INSTRUCTIONS TO FOLLOW
Reproduce the records below, without any changes, from their first line through the line that contains "49), (178, 49)]", inclusive.

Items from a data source
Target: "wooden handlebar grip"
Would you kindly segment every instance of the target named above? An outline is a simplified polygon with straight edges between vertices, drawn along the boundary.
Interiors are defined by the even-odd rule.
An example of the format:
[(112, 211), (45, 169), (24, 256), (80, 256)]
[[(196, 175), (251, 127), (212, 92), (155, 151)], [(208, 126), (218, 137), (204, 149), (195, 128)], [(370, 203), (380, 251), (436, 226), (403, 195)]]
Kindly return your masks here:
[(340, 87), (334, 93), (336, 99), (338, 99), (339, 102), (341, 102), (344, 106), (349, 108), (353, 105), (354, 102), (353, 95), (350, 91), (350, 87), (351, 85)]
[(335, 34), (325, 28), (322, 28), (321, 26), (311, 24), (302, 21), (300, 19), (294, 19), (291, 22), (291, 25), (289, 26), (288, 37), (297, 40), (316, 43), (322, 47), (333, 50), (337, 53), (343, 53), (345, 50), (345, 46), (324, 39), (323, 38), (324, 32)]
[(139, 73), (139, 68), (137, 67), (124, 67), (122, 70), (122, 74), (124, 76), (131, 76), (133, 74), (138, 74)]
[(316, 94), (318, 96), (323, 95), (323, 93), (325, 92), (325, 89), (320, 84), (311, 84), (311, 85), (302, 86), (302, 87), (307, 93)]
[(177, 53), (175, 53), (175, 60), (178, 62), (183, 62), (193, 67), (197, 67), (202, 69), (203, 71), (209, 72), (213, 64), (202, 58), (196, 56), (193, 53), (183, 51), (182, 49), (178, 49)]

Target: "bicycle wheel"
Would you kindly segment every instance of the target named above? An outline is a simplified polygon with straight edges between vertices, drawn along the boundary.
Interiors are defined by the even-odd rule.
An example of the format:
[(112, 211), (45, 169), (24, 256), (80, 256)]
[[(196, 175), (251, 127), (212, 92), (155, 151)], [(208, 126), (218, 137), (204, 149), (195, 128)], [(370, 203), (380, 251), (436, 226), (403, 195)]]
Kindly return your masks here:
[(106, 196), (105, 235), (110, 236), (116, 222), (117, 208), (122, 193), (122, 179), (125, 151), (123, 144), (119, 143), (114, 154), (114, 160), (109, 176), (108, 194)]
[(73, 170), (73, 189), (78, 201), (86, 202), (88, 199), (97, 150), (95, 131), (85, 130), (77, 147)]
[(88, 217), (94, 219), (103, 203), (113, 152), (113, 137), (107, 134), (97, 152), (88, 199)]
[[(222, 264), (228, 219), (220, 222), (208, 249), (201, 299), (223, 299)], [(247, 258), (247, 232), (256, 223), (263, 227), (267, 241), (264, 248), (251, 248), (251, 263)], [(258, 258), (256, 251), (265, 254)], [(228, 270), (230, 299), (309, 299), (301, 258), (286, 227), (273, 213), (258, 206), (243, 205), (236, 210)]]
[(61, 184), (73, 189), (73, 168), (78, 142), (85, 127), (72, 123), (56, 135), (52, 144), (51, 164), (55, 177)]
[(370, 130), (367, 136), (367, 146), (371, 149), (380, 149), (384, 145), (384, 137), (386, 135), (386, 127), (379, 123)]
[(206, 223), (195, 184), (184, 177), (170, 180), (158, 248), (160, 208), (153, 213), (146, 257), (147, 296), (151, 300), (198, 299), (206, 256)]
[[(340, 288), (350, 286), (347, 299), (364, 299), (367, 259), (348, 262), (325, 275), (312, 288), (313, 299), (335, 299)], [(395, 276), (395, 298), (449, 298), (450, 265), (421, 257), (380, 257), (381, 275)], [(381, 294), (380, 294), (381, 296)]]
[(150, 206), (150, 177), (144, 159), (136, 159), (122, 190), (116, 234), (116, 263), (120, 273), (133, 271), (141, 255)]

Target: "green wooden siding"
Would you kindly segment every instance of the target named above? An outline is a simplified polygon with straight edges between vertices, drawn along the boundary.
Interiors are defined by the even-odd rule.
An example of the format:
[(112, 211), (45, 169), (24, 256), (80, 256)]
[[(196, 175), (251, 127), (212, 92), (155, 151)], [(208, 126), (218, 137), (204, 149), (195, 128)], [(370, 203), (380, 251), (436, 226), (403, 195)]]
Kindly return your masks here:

RESULT FOR THIS TASK
Target: "wooden handlebar grip"
Would you kindly segment every instance of the target named above? An outline is a simplified polygon with straight edges between vertices, drawn along the boundary.
Interiors are defined by the even-odd rule.
An example of the format:
[(112, 211), (45, 169), (24, 256), (80, 256)]
[[(196, 175), (251, 127), (212, 92), (155, 151)], [(208, 126), (218, 137), (204, 149), (195, 128)], [(370, 203), (380, 251), (436, 226), (403, 195)]]
Kindly return your masks here:
[(340, 87), (334, 93), (336, 99), (338, 99), (339, 102), (341, 102), (344, 106), (349, 108), (353, 105), (354, 102), (353, 95), (350, 91), (350, 87), (351, 85)]
[(335, 34), (325, 28), (322, 28), (321, 26), (311, 24), (302, 21), (300, 19), (294, 19), (291, 22), (291, 25), (289, 26), (288, 37), (297, 40), (316, 43), (322, 47), (333, 50), (337, 53), (343, 53), (345, 50), (345, 46), (324, 39), (323, 38), (324, 32)]
[(139, 73), (139, 68), (137, 67), (124, 67), (122, 70), (122, 74), (124, 76), (131, 76), (133, 74), (138, 74)]
[(316, 94), (318, 96), (323, 95), (323, 93), (325, 92), (325, 89), (320, 84), (311, 84), (311, 85), (302, 86), (302, 87), (307, 93)]
[(177, 53), (175, 53), (175, 60), (178, 62), (183, 62), (193, 67), (197, 67), (202, 69), (203, 71), (209, 72), (213, 64), (202, 58), (196, 56), (193, 53), (183, 51), (182, 49), (178, 49)]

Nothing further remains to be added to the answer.